Esercizio A: Riscrivi in forma di elenco il paragrafo del brano sulla cerimonia a Rovereto che comincia con «L’appassionato Trinco ricorda», conservandone i fatti principali.
Esercizio B: Prosegui il brano sulla cerimonia a Rovereto a partire dall’ultima frase riportata.

Brano da leggere:
☆ ☆ ☆ ☆
L’appassionato Trinco ricorda anche un episodio che racconta lo spirito dei tempi: «Poco prima dell’inizio della cerimonia – racconta – si venne a sapere che stava per giungere da Verona, in treno, un gruppo di camicie nere che intendeva unirsi al corteo, gli ex combattenti e i mutilati si opposero energicamente a tale annunciato arrivo, e quando il treno arrivò in stazione a Rovereto, fu fatto proseguire per Trento senza fermarsi, con le urla di protesta dei giovani animosi passeggeri. Solo nel pomeriggio, quando ormai le celebrazioni volgevano al termine, le camicie nere arrivarono in città insalutati ospiti e si innestarono con forza in coda al corteo. Quindi “fino a tarda ora, bivaccarono con urla e canti in piazza Loreto e in altri punti della città” come scrisse don Rossaro, con disappunto, nel suo diario. Il Brennero organo di stampa ufficiale del partito Fascista, riportò con tutt’altra enfasi tale episodio, scrivendo che “Il treno degli avanguardisti di Modena e dei fascisti di Trento giunse in stazione alle 16.00 e in ordine meraviglioso si mise in coda al grande corteo che stava sfilando”. Infine l’articolo concludeva che: “Col calar della notte la cittadinanza si era riversata nelle vie per ascoltare il concerto in piazza Posta alle 21.00. Ma mentre la musica suonava in un’altra parte della città si svolgeva un’altra festa, molto più intima, ma molto più commovente, perché festa di sentimenti, di affetto, di idealismo, di bontà; una festa di giovinezza, di fede, di luce, di orizzonti lontani e taciti giuramenti”».
☆ ☆ ☆ ☆
Materiale fornito:
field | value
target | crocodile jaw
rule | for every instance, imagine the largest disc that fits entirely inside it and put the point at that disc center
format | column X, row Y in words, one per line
☆ ☆ ☆ ☆
Risposta scritta A:
- Trinco ricorda che, poco prima della cerimonia, si seppe che stava per arrivare da Verona in treno un gruppo di camicie nere intenzionato a unirsi al corteo.
- Gli ex combattenti e i mutilati si opposero con energia. Il treno, giunto alla stazione di Rovereto, fu fatto proseguire per Trento senza fermarsi, tra le urla di protesta dei passeggeri.
- Le camicie nere arrivarono in città solo nel pomeriggio, quando le celebrazioni stavano finendo, e si inserirono con forza in coda al corteo.
- Don Rossaro scrisse con disappunto nel suo diario che bivaccarono fino a tarda ora con urla e canti in piazza Loreto e in altri punti della città.
- Il Brennero, organo di stampa ufficiale del partito fascista, raccontò l’episodio con tutt’altra enfasi. Scrisse che il treno degli avanguardisti di Modena e dei fascisti di Trento arrivò alle 16.00 e si mise «in ordine meraviglioso» in coda al corteo.
- L’articolo si chiudeva ricordando la folla riversata nelle vie per il concerto delle 21.00 in piazza Posta. Nello stesso momento, in un’altra parte della città, si svolgeva un’altra festa più intima e commovente, fatta di giovinezza, fede e ideali.

Risposta scritta B:
Una nota stonata
L’inaugurazione ufficiale della Campana dei Caduti venne fissata per il 4 ottobre 1925, giorno della festa di San Francesco, patrono d’Italia, alla presenza di re Vittorio Emanuele III. «Inizialmente – entra nel dettaglio Trinco – il Re aveva chiesto di spostarne la data a causa di altri impegni, ma don Rossaro mantenne ferma la sua posizione, commentando nel suo diario che avrebbe preferito rinunciare alla presenza del Sovrano, piuttosto che spostare la data. La cerimonia si tenne, come stabilito, il 4 ottobre, con il Re presente al solenne evento. Tuttavia don Rossaro riportò nel suo diario una nota stridente come da lui stesso definita: “il re durante la messa tenne un contegno ineducato, deplorato da tutti: egli non fece che chiacchierare e importunare le persone vicine, che al cospetto della folla si trovavano visibilmente a disagio … Egli osservava le montagne dal Biaena, al Baldo, allo Zugna e chiedeva notizie dei fatti bellici che si svolsero. Il vescovo era irritatissimo”.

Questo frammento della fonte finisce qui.